[start of PASSAGE TO READ]

I agree with Dan. The HOLD solution is the simplest and most general. If the PHY doesn't rate control the MAC then the MAC will need a pacing mechanism.


At 05:03 PM 8/17/99 -0500, Booth, Brad wrote:
RE: Proposal for accomodating 10.0000 and 9.58464 line rates

Hi Dan,

My biggest concerns with the HOLD signal implementation are the following:
* the PHY ends up rate controlling the MAC
* the granularity of the HOLD signal (would it be on a byte-by-byte basis or a 32-bit basis)

Other than that, I see the basic concept and end result being effectively the same. As for point #1, a valid concern that makes the HOLD signal a bit better (by the way, MAC deferral is half duplex only). J As for point #2, the MAC wouldn't have to do anything for a 10 Gb/s PHY because minimum IPG would be required for that implementation and variable IPG would not exist.

I think that whether we select variable IPG or a HOLD signal implementation, they both want a 10.0 Gb/s MAC/PLS data rate that will permit a 9.58464 Gb/s payload rate.

[end of PASSAGE TO READ]
[start of RAW RECORDS]

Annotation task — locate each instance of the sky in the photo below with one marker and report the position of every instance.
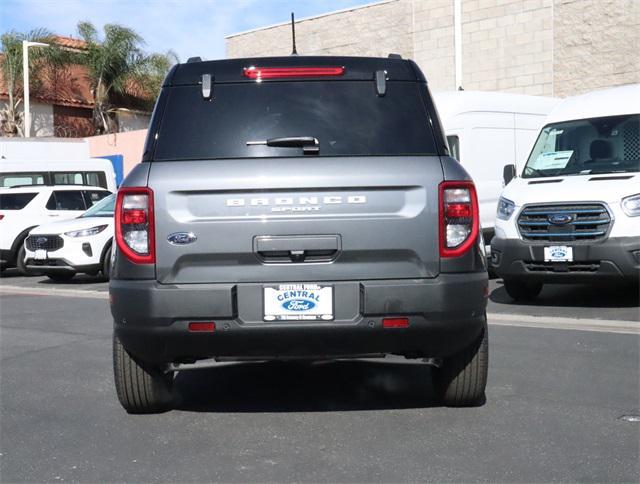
(188, 27)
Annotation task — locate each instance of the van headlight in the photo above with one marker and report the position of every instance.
(505, 209)
(631, 205)
(86, 232)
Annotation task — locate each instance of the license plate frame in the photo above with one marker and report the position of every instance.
(298, 302)
(558, 253)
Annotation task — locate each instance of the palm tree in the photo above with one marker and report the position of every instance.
(111, 63)
(117, 64)
(11, 42)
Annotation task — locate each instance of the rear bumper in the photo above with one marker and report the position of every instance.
(445, 315)
(611, 259)
(58, 265)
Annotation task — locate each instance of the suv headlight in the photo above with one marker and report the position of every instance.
(505, 209)
(631, 205)
(86, 232)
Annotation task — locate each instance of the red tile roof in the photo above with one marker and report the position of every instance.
(69, 42)
(69, 85)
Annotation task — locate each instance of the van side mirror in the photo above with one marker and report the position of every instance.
(508, 173)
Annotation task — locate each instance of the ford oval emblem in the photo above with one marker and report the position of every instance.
(559, 218)
(182, 238)
(298, 305)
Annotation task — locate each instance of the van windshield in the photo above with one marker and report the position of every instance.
(346, 117)
(586, 147)
(104, 208)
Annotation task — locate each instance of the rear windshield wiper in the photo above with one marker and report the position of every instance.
(309, 144)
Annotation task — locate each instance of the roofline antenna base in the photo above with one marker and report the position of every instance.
(293, 35)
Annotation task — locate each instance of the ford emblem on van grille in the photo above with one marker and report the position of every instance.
(182, 238)
(559, 218)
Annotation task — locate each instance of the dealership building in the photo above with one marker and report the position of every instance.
(539, 47)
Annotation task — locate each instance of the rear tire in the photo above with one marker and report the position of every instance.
(141, 387)
(20, 265)
(60, 276)
(462, 378)
(520, 290)
(106, 264)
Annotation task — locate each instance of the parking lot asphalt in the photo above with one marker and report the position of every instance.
(553, 412)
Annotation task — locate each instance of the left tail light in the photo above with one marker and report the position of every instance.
(134, 220)
(459, 218)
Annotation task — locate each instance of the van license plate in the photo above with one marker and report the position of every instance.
(298, 302)
(558, 253)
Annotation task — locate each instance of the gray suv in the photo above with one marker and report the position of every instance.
(297, 208)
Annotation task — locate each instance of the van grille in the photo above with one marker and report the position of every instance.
(564, 223)
(44, 242)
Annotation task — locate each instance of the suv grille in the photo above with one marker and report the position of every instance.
(564, 223)
(44, 242)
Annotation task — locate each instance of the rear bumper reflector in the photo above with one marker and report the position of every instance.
(395, 323)
(202, 327)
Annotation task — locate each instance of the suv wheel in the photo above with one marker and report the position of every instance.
(20, 265)
(106, 264)
(60, 276)
(141, 388)
(462, 378)
(522, 290)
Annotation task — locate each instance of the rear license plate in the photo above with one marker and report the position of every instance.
(298, 302)
(558, 253)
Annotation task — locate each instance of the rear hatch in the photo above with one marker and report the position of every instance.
(362, 203)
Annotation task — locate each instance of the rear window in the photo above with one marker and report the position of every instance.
(66, 200)
(15, 201)
(347, 118)
(16, 179)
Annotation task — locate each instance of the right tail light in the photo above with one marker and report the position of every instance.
(459, 217)
(135, 224)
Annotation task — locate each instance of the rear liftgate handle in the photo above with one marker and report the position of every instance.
(297, 249)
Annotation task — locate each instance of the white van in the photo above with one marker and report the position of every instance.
(573, 215)
(487, 130)
(95, 172)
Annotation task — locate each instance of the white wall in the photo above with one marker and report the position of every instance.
(131, 121)
(41, 118)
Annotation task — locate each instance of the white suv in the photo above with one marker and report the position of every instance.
(23, 208)
(63, 248)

[end of RAW RECORDS]

Extract the stretch of the HOLD signal discussion from "At 05:03 PM" through "Gb/s payload rate.", copying it word for word.

At 05:03 PM 8/17/99 -0500, Booth, Brad wrote:
RE: Proposal for accomodating 10.0000 and 9.58464 line rates

Hi Dan,

My biggest concerns with the HOLD signal implementation are the following:
* the PHY ends up rate controlling the MAC
* the granularity of the HOLD signal (would it be on a byte-by-byte basis or a 32-bit basis)

Other than that, I see the basic concept and end result being effectively the same. As for point #1, a valid concern that makes the HOLD signal a bit better (by the way, MAC deferral is half duplex only). J As for point #2, the MAC wouldn't have to do anything for a 10 Gb/s PHY because minimum IPG would be required for that implementation and variable IPG would not exist.

I think that whether we select variable IPG or a HOLD signal implementation, they both want a 10.0 Gb/s MAC/PLS data rate that will permit a 9.58464 Gb/s payload rate.